EXHIBITED:
The Peploe Family, The Scottish Gallery, Edinburgh, 2024
PROVENANCE:
The Artist’s Estate
Peploe made several self-portraits before the First War. This is the earliest known and is likely painted around 1893-94. The class photograph from the RSA Life Class session 1892-93 features an image of the artist with some similarities to the painting. The suit, bow tie and pince-nez, high forehead and unruly hair are shared. While not ambitious in scale nor scope the painting has a direct power, perhaps dashed off before he started a more formal studio subject, it has a truth and immediacy and honesty that is associated with all the best self-portraits. The few other very early works that have survived are painted with the same controlled flourish using an oily vehicle for the pigment and limited colour. The painting was retained by the artist and eventually gifted to his son Willy when his widow Margaret divided the family pictures in 1944. It has thence come to the present owners by descent.
Born in 1871 in Edinburgh, S. J. Peploe is the senior of the four artists known as The Scottish Colourists. He lived in Paris from 1910 until 1912, where his work changed radically from paintings reminiscent of Manet and Sargent to brilliant Fauvist works which placed him in the vanguard of British Modernism.

## [Material supplied]
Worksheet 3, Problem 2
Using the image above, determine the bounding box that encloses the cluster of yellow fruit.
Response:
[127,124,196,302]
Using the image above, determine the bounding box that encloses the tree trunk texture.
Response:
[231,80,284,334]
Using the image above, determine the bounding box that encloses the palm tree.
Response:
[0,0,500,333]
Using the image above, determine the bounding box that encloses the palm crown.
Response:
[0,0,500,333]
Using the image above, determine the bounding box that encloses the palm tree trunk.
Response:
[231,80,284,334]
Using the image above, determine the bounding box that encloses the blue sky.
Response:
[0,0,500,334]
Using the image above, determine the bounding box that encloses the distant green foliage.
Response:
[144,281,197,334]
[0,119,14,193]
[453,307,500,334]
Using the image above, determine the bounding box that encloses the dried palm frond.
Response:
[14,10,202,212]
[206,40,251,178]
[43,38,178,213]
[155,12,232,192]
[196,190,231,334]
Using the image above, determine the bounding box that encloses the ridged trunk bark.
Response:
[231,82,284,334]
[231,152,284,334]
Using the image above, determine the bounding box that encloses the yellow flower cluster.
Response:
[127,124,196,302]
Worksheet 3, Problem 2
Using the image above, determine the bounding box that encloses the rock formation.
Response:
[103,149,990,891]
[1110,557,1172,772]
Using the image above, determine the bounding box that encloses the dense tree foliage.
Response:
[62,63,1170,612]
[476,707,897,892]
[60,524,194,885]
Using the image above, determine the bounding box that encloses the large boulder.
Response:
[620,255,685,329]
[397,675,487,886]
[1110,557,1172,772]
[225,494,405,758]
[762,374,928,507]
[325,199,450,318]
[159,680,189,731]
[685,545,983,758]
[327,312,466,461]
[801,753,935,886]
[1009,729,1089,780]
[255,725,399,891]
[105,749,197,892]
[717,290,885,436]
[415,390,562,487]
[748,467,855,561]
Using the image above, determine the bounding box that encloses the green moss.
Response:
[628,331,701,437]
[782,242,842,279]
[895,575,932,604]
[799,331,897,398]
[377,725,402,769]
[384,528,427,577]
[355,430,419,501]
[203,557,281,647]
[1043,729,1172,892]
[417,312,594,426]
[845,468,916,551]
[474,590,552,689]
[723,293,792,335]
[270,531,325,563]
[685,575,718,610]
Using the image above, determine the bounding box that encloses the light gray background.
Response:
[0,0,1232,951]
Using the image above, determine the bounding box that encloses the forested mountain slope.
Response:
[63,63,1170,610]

## [Given instruction]
Translate this sentence from the text on the Peploe self-portrait into Spanish: "The painting was retained by the artist and eventually gifted to his son Willy when his widow Margaret divided the family pictures in 1944." The items are separate material with no connection to the text on the Peploe self-portrait.

## [Reply]
La pintura fue conservada por el artista y finalmente regalada a su hijo Willy cuando su viuda Margaret repartió los cuadros de la familia en 1944.